++++ THE DATA ++++

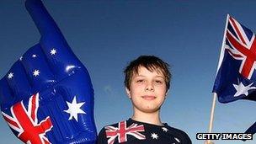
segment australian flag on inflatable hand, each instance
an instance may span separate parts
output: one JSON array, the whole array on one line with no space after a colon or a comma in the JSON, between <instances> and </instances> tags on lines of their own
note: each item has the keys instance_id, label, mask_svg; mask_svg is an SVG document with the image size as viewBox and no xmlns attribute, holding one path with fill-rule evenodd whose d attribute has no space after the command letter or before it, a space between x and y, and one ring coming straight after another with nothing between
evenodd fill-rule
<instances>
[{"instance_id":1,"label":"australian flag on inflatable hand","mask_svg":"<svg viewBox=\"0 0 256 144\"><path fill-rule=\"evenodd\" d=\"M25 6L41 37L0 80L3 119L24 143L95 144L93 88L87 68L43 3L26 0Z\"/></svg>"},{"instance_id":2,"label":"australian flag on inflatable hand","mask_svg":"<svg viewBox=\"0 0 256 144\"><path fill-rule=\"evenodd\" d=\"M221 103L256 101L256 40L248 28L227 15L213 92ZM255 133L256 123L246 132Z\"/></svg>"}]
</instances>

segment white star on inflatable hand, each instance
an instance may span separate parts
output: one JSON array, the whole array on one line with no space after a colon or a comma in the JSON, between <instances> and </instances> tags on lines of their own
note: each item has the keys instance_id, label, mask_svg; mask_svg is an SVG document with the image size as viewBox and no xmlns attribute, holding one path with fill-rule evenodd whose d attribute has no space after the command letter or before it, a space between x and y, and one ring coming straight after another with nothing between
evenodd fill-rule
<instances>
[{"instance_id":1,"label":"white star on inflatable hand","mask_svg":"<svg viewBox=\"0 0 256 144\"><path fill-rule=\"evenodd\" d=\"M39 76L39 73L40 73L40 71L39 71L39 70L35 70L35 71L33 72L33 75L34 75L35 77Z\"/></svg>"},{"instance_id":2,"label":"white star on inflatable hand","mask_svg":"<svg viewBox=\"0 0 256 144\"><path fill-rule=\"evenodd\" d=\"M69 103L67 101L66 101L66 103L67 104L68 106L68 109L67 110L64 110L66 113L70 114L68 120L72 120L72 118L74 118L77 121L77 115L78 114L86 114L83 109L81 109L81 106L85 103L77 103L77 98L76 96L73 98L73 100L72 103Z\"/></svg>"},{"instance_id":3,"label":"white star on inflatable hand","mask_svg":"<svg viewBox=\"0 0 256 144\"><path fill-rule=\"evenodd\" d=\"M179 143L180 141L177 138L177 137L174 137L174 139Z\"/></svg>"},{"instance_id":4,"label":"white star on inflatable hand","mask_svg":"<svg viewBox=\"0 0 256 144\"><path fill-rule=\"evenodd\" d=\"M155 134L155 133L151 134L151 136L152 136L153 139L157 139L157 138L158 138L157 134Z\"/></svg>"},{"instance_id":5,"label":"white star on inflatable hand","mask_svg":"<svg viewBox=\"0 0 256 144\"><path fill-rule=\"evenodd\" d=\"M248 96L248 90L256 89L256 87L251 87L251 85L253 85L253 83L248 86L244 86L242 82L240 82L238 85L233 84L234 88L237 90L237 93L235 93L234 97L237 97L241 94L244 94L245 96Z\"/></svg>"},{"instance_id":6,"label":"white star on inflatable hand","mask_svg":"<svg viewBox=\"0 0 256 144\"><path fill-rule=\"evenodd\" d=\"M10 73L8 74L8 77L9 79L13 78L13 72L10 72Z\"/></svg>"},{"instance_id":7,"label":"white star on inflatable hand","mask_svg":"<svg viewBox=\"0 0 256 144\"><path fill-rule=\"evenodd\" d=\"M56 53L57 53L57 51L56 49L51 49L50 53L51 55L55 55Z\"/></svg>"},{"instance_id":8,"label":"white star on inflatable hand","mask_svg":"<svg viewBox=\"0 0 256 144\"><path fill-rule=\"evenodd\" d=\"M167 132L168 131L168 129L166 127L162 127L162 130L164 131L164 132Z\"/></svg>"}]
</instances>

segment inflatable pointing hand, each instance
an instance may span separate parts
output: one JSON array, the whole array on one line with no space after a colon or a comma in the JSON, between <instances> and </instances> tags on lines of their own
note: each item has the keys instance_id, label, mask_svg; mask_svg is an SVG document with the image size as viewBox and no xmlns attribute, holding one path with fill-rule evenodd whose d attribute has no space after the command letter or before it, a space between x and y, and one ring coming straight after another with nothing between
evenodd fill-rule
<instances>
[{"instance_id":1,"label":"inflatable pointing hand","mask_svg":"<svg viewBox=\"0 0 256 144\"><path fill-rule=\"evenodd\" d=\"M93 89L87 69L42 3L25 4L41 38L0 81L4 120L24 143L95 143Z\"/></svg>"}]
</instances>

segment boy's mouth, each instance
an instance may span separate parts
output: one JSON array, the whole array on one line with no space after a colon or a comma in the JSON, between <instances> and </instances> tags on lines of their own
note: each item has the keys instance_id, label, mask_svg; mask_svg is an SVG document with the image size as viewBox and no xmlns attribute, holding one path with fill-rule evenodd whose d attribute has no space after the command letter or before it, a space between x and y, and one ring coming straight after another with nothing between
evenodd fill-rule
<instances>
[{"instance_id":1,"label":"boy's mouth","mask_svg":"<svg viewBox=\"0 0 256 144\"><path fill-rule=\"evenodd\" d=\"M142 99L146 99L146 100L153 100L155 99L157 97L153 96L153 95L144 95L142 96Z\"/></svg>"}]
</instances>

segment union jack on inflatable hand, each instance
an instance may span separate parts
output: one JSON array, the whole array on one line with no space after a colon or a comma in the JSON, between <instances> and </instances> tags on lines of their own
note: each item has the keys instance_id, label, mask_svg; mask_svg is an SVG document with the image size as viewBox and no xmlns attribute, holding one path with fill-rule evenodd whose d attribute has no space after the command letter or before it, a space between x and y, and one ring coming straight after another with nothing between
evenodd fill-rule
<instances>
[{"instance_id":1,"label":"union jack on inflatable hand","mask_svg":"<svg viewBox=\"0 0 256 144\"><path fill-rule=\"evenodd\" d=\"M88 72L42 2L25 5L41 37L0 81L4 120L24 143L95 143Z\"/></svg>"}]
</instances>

++++

### REQUIRED WORK
Convert all of the data above into a numbered list with one line per item, omitting blank lines and the picture.

### SOLUTION TO THIS TASK
1. segment australian flag on inflatable hand, each instance
2. an instance may span separate parts
3. output: one JSON array, the whole array on one line with no space after a colon or a comma in the JSON, between <instances> and </instances> tags on lines of their own
4. note: each item has the keys instance_id, label, mask_svg; mask_svg is an SVG document with the image size as viewBox and no xmlns attribute, holding one path with fill-rule evenodd whose d attribute has no space after the command letter or before it, a space between x and y, and one ring coming straight after another with nothing between
5. evenodd fill-rule
6. <instances>
7. [{"instance_id":1,"label":"australian flag on inflatable hand","mask_svg":"<svg viewBox=\"0 0 256 144\"><path fill-rule=\"evenodd\" d=\"M25 6L41 37L0 80L3 119L24 143L95 144L93 88L87 68L43 3L26 0Z\"/></svg>"},{"instance_id":2,"label":"australian flag on inflatable hand","mask_svg":"<svg viewBox=\"0 0 256 144\"><path fill-rule=\"evenodd\" d=\"M221 103L256 101L256 40L248 28L227 15L213 92ZM255 133L256 123L246 132Z\"/></svg>"}]
8. </instances>
9. segment white star on inflatable hand, each instance
10. an instance may span separate parts
11. output: one JSON array, the whole array on one line with no space after a colon or a comma in the JSON, between <instances> and </instances> tags on lines of their own
12. note: each item has the keys instance_id, label, mask_svg; mask_svg is an SVG document with the image size as viewBox and no xmlns attribute, holding one path with fill-rule evenodd whose d attribute has no space after the command letter or before it, a space between x and y, and one ring coming straight after another with nothing between
13. evenodd fill-rule
14. <instances>
15. [{"instance_id":1,"label":"white star on inflatable hand","mask_svg":"<svg viewBox=\"0 0 256 144\"><path fill-rule=\"evenodd\" d=\"M39 76L39 73L40 73L40 71L39 71L39 70L35 70L35 71L33 72L33 75L34 75L35 77Z\"/></svg>"},{"instance_id":2,"label":"white star on inflatable hand","mask_svg":"<svg viewBox=\"0 0 256 144\"><path fill-rule=\"evenodd\" d=\"M69 103L67 101L66 101L66 103L67 104L68 106L68 109L67 110L64 110L66 113L70 114L68 120L72 120L72 118L74 118L77 121L77 115L78 114L86 114L83 109L81 109L81 106L85 103L77 103L77 98L76 96L73 98L73 100L72 103Z\"/></svg>"},{"instance_id":3,"label":"white star on inflatable hand","mask_svg":"<svg viewBox=\"0 0 256 144\"><path fill-rule=\"evenodd\" d=\"M179 143L180 141L177 138L177 137L174 137L174 139Z\"/></svg>"},{"instance_id":4,"label":"white star on inflatable hand","mask_svg":"<svg viewBox=\"0 0 256 144\"><path fill-rule=\"evenodd\" d=\"M155 134L155 133L151 134L151 136L152 136L153 139L157 139L157 138L158 138L157 134Z\"/></svg>"},{"instance_id":5,"label":"white star on inflatable hand","mask_svg":"<svg viewBox=\"0 0 256 144\"><path fill-rule=\"evenodd\" d=\"M248 96L248 90L256 89L256 87L251 87L251 85L253 85L253 83L248 86L244 86L242 82L240 82L238 85L233 84L234 88L237 90L237 93L235 93L234 97L237 97L241 94L244 94L245 96Z\"/></svg>"},{"instance_id":6,"label":"white star on inflatable hand","mask_svg":"<svg viewBox=\"0 0 256 144\"><path fill-rule=\"evenodd\" d=\"M10 73L8 74L8 77L9 79L13 78L13 72L10 72Z\"/></svg>"},{"instance_id":7,"label":"white star on inflatable hand","mask_svg":"<svg viewBox=\"0 0 256 144\"><path fill-rule=\"evenodd\" d=\"M56 53L57 53L57 51L56 49L51 49L50 53L51 55L55 55Z\"/></svg>"},{"instance_id":8,"label":"white star on inflatable hand","mask_svg":"<svg viewBox=\"0 0 256 144\"><path fill-rule=\"evenodd\" d=\"M167 132L168 131L168 129L166 127L162 127L162 130L164 131L164 132Z\"/></svg>"}]
16. </instances>
17. segment inflatable pointing hand, each instance
18. an instance may span separate parts
19. output: one JSON array, the whole array on one line with no space after a colon or a comma in the JSON, between <instances> and </instances> tags on lines of their own
20. note: each item has the keys instance_id, label, mask_svg; mask_svg is an SVG document with the image size as viewBox and no xmlns attribute, holding one path with fill-rule evenodd whose d attribute has no space after the command letter or before it, a space between x and y, and one ring coming straight after another with nothing between
21. evenodd fill-rule
22. <instances>
23. [{"instance_id":1,"label":"inflatable pointing hand","mask_svg":"<svg viewBox=\"0 0 256 144\"><path fill-rule=\"evenodd\" d=\"M93 89L87 69L42 3L25 4L41 38L0 81L4 120L24 143L95 143Z\"/></svg>"}]
24. </instances>
25. segment boy's mouth, each instance
26. an instance may span separate parts
27. output: one JSON array, the whole array on one line with no space after a colon or a comma in the JSON, between <instances> and </instances> tags on lines of their own
28. note: each item has the keys instance_id, label, mask_svg; mask_svg is an SVG document with the image size as viewBox and no xmlns attribute, holding one path with fill-rule evenodd whose d attribute has no space after the command letter or before it, a space between x and y, and one ring coming straight after another with nothing between
29. evenodd fill-rule
30. <instances>
31. [{"instance_id":1,"label":"boy's mouth","mask_svg":"<svg viewBox=\"0 0 256 144\"><path fill-rule=\"evenodd\" d=\"M142 99L146 99L146 100L153 100L155 99L157 97L153 96L153 95L144 95L142 96Z\"/></svg>"}]
32. </instances>
33. segment union jack on inflatable hand, each instance
34. an instance may span separate parts
35. output: one JSON array, the whole array on one line with no space after a colon or a comma in the JSON, between <instances> and </instances> tags on lines of their own
36. note: each item has the keys instance_id, label, mask_svg; mask_svg is an SVG document with the image size as viewBox and no xmlns attribute, holding one path with fill-rule evenodd whose d attribute has no space after the command letter or before it, a space between x and y, and one ring coming straight after another with nothing between
37. evenodd fill-rule
38. <instances>
39. [{"instance_id":1,"label":"union jack on inflatable hand","mask_svg":"<svg viewBox=\"0 0 256 144\"><path fill-rule=\"evenodd\" d=\"M88 72L42 2L25 5L41 37L0 81L4 120L24 143L95 143Z\"/></svg>"}]
40. </instances>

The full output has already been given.